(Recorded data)
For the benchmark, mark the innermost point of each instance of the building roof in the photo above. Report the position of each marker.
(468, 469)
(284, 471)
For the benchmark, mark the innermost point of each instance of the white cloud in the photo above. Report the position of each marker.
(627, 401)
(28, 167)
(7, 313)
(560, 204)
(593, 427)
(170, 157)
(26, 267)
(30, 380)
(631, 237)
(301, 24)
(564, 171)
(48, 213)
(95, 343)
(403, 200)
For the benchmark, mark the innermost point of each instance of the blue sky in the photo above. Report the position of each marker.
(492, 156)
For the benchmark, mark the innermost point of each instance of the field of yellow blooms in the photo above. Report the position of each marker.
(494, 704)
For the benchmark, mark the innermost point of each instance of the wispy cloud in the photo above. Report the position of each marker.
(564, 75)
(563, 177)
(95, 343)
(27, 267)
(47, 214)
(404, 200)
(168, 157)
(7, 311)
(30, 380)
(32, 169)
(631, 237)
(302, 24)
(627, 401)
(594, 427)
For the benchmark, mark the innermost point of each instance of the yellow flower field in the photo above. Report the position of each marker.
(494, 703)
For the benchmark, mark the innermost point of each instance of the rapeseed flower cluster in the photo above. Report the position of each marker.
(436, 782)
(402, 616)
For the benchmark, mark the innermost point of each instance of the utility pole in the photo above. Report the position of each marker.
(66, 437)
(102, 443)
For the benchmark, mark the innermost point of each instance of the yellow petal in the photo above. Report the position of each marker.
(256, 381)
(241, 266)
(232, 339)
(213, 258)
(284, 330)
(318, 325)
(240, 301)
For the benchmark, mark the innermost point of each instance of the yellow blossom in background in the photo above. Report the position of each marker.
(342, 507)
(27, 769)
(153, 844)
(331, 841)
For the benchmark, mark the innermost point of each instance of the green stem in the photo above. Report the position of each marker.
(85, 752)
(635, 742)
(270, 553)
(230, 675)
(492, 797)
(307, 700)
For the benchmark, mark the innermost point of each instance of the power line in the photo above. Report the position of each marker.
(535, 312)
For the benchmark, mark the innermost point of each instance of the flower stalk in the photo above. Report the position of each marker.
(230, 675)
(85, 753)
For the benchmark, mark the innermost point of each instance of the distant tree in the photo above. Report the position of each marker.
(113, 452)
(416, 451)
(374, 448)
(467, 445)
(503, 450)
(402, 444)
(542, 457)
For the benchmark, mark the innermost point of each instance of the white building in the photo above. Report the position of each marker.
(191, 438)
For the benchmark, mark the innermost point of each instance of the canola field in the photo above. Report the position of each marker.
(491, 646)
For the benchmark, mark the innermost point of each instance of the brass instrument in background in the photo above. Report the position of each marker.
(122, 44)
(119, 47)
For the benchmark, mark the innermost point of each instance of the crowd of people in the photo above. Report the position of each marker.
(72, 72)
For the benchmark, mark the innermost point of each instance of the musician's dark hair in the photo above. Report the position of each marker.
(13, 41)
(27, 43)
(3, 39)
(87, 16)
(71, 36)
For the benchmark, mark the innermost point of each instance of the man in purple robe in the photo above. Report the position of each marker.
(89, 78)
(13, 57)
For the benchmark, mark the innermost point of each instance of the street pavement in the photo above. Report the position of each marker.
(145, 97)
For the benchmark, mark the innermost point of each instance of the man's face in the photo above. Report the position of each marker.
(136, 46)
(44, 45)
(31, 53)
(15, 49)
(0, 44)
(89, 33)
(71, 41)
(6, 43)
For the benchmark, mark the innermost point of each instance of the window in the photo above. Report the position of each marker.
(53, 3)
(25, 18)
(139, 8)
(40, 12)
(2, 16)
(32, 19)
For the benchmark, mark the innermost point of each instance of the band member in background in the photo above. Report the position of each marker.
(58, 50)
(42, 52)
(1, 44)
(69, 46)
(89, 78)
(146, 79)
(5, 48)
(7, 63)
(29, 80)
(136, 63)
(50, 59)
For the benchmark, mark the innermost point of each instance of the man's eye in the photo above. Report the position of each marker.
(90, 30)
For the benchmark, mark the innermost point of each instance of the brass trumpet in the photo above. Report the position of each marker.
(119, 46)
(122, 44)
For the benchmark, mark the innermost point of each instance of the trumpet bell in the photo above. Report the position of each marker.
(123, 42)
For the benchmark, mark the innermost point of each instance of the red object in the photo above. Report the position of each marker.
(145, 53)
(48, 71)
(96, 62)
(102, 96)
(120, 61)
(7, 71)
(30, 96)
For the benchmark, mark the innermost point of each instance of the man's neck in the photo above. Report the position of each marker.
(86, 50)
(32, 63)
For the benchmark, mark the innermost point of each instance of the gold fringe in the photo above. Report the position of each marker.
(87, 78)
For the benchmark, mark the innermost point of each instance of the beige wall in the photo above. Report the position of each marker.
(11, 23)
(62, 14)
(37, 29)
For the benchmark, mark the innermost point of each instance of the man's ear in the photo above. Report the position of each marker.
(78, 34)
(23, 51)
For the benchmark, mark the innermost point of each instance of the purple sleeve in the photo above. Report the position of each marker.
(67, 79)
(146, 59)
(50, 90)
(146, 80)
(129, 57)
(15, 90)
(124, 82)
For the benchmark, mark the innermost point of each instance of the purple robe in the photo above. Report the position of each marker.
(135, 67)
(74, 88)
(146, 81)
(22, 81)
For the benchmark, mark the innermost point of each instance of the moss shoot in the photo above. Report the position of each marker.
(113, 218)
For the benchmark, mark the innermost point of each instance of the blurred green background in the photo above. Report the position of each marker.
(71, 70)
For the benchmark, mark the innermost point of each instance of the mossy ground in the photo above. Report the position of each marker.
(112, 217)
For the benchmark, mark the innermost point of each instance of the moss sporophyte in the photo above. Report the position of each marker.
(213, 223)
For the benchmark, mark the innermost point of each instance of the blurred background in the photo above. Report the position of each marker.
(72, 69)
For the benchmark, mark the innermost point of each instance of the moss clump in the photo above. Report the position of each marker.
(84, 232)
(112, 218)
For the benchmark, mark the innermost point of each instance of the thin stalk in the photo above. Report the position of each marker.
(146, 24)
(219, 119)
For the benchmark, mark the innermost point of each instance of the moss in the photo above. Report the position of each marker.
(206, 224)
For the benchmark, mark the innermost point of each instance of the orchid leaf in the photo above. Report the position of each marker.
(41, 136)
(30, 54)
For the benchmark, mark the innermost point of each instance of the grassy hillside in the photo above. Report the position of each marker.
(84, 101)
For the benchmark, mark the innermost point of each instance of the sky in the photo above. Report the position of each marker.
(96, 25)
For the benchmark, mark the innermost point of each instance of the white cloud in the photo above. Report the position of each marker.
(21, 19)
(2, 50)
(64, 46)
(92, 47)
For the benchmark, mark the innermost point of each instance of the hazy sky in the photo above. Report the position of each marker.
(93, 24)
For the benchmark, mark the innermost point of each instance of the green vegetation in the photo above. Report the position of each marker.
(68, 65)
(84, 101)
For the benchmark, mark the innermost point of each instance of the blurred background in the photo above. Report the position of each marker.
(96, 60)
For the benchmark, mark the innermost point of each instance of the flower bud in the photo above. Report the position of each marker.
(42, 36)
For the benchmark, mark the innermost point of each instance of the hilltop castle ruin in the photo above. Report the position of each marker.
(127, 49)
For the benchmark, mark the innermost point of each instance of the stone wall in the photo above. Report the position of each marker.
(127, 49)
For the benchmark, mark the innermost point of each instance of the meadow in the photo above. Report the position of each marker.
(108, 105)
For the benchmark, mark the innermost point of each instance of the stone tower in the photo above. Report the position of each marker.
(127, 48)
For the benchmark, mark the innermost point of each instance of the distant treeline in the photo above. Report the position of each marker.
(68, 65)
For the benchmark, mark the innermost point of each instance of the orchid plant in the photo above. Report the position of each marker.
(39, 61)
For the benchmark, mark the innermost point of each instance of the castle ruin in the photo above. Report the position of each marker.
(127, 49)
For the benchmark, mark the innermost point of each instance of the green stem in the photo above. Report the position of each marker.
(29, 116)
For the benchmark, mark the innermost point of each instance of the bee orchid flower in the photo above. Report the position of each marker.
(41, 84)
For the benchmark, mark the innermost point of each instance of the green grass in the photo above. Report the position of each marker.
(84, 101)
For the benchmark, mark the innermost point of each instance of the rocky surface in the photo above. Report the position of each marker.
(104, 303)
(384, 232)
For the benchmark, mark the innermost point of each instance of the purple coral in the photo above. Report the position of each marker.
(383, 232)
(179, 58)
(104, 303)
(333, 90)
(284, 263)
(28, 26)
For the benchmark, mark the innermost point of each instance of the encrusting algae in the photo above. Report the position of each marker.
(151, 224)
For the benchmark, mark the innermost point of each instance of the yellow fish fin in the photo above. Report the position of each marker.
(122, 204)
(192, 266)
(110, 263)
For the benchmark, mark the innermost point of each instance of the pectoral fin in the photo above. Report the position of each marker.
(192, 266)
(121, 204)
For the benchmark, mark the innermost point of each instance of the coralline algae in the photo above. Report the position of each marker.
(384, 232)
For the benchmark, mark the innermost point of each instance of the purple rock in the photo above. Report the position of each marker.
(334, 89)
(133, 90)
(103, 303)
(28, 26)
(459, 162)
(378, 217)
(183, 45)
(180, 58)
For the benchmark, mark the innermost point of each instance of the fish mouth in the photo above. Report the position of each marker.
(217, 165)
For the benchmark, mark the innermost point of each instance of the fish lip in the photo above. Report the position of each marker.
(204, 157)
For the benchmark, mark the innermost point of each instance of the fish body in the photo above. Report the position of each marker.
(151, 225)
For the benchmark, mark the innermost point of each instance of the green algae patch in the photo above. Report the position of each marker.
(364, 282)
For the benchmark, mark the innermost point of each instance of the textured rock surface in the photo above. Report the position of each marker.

# What the task asks
Retype the entries above without alteration, from the line containing "the fish lip" through the end of the entries.

# Answer to this problem
For the benchmark, mark the innermost point of each instance of the fish lip in the photo above. Report the position of each marker.
(204, 157)
For the benchmark, mark the innermost point of each instance of the fish body in the photo above. Report the position of each marker.
(151, 225)
For the benchmark, mark the innermost point of each instance of the green algae patch in the photo above. Report the position of each marker.
(364, 282)
For the benchmark, mark the innermost point of each instance of the textured rock surface in the photo above. Report the position of each marker.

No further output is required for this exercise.